When I was growing up, one saying I remember hearing is “Opinions are like assholes, everyone has one.” The takeaway for me was that opinions were… whatever. What really mattered in deciding a question was real evidence, expert insight and logical conclusions.
What a difference two decades of alt-right and social media makes. Now, in the minds of some people anyway, a person’s “opinion” should carry equal and even greater weight than actual evidence collected, analyzed and vetted by well-educated scientists using state of the art instruments.
“I’m entitled to my opinion,” is how that sentiment is typically expressed. For a group that usually rages against “entitlement”, it’s especially ironic.
If we still lived as we did… oh, in Biblical times, or even the early 1950s, it maybe wouldn’t be a problem —at least, as big a problem as it is now. But we don’t live in Biblical times. Or the early 1950s. We live in 2020. And in our fast-paced technological world, we simply can’t afford to ignore what the scientific evidence is telling us about our current reality on Earth.
If you have a contrary opinion, and are able to back it up with actual data and sound science, welcome to the discussion. But uninformed opinions based on nothing more than partisan political talking points, naked self-interest, a hunch, feeling, belief (religious or otherwise) — uh, uh. Sorry. No.
Climate change is the obvious example. We’ve been gathering serious data on the issue since the 1960s, and the evidence is clearly in — climate change is real, and we are rapidly running out of time to cut our GHG emissions to avoid catastrophic consequences.

## Supplied material
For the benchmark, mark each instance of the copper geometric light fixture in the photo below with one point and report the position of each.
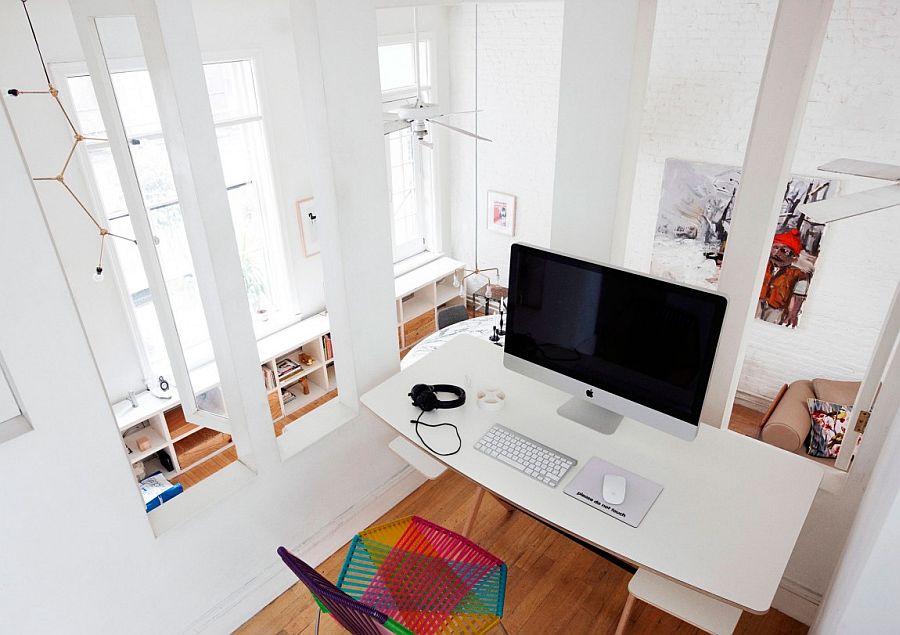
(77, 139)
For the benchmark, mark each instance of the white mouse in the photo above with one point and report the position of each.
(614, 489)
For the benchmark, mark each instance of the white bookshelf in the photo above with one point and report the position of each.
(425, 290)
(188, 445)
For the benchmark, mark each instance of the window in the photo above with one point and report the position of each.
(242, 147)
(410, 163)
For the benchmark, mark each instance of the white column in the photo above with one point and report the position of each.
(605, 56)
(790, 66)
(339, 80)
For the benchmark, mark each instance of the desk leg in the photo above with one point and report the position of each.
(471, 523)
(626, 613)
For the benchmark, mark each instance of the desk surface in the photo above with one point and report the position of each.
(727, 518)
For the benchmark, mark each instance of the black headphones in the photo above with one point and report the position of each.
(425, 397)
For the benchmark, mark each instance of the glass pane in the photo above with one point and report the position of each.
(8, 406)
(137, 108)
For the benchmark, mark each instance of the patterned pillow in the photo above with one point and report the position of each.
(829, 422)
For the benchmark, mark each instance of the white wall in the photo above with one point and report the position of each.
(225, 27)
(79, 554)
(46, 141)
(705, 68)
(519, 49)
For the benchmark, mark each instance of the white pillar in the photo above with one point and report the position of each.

## Tasks for this exercise
**a.** Please say whether each statement agrees with the essay on opinions and evidence, answering yes or no and quoting the deciding words: (i) serious data on climate change has been gathered since the 1960s; (ii) contrary opinions backed by actual data and sound science are turned away; (iii) the writer places the present in 2020.
**b.** List every basis for uninformed opinions that the essay on opinions and evidence rejects.
**c.** Resume the essay on opinions and evidence after its last sentence.
The rows have nothing to do with the essay on opinions and evidence.

## Your written answers
**a.**
(i) Yes: "We’ve been gathering serious data on the issue since the 1960s"
(ii) No: "If you have a contrary opinion, and are able to back it up with actual data and sound science, welcome to the discussion."
(iii) Yes: "We live in 2020."

**b.**
- partisan political talking points
- naked self-interest
- a hunch
- feeling
- belief (religious or otherwise)

**c.**
No amount of fossil fuel propaganda from industry and government boosters can change that. It’s the same with COVID-19. These global pandemics are breaking out with increasing frequency. And as we are seeing now, they can have a devastating impact.
The United States is a poster child for that. Naked political and economic self-interest are probably most at play in the Trump administration’s “positions” on both climate change and COVID-19. But the well-documented influence of conservative evangelical Christians in the Whitehouse is a major factor too. In some of his messaging on COVID-19, Trump has pandered to evangelical Christians. Reports even surfaced on the weekend of church leaders in the southern U.S. ignoring restrictions on public gatherings and holding services with hundreds of people. And the result, with the U.S. the runaway leader in global infections, has not been pretty.
Further evidence of magical thinking can be found in Mexico, where COVID-19 is still picking up steam. There, president Andres Manuel Lopez Obrador has also tried to downplay the pandemic — to the point of touting prayer cards with religious messages as a protective shield against the virus. In Brazil, notorious right-wing president Jair Bolsonaro has exempted evangelical churches from restrictions on public gatherings that are designed to limit the virus’s spread.
Here at home, the Saskatchewan Party government’s response to COVID-19 (and climate change too, of course) hasn’t always been informed by the best scientific evidence either. Minister of highways and infrastructure Greg Ottenbreit’s recent tweet quoting scripture and urging people to pray and repent to deal with COVID-19 may not be official government policy, but it’s definitely indicative of a mindset that exists in the party.
Climate change is still the preeminent threat facing humanity. Our current battle with COVID-19 is just a small taste of what’s to come. That’s what the science has shown us. And no amount of magical thinking cloaked as “opinion” can change that reality. And we need to understand that if we’re to survive and thrive into the future.